*** RECORD LIST

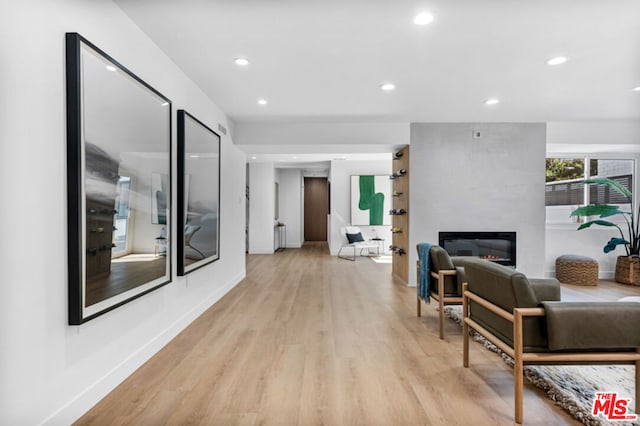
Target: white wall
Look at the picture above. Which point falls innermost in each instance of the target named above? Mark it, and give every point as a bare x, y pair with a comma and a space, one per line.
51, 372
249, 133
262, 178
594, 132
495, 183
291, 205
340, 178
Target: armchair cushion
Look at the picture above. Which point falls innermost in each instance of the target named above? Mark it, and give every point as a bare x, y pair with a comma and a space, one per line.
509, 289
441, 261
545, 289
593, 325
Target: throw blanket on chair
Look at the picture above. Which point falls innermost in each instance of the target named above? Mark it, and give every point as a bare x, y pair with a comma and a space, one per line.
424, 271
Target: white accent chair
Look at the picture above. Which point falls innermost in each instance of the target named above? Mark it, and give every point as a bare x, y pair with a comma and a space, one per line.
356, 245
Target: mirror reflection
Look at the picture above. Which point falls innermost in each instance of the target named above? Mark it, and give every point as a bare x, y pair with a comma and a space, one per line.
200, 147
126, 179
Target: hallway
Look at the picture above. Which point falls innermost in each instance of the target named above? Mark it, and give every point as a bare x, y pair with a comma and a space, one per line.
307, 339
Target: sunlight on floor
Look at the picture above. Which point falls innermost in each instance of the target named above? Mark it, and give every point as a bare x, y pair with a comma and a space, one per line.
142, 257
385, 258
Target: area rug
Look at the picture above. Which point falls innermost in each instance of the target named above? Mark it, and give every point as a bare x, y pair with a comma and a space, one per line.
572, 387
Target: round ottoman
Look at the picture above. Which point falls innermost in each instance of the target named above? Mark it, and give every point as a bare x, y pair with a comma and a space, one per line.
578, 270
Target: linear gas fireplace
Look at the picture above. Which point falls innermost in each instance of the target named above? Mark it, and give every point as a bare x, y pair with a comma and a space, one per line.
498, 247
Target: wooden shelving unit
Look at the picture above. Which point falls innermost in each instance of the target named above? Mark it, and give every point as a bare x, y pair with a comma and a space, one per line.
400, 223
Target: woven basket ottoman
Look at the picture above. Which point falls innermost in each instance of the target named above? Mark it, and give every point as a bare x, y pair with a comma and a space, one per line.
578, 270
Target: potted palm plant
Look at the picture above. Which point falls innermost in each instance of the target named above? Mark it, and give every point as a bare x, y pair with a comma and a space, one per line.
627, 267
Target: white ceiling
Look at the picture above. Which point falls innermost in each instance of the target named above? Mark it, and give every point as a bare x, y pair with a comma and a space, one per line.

******

◆ TO BE DONE ◆
Reproduce every line of the listing from the line containing "Target: woven basket ottoman" through the end of the listing, requests included, and raise each coordinate in the answers by 18.

◆ ANSWER TO THIS PROBLEM ◆
Target: woven basket ottoman
Look at the picture above. Which point falls innermost in each instance of the target named above? Mark it, and give every point as a bare x, y pair with a comma and a space, one per line.
596, 288
Target: potted palm plant
Look at the picture above. Which point falls innermost in each instance of the target named above? Mark it, and give every point as a bare x, y pair with a comma and a space, one per line.
645, 285
Target: white ceiling
Look at the picture above. Which point falls innermost in each instance of the target named above? Mark it, and give every point as a bare x, y pair with a comma and a space, one per line.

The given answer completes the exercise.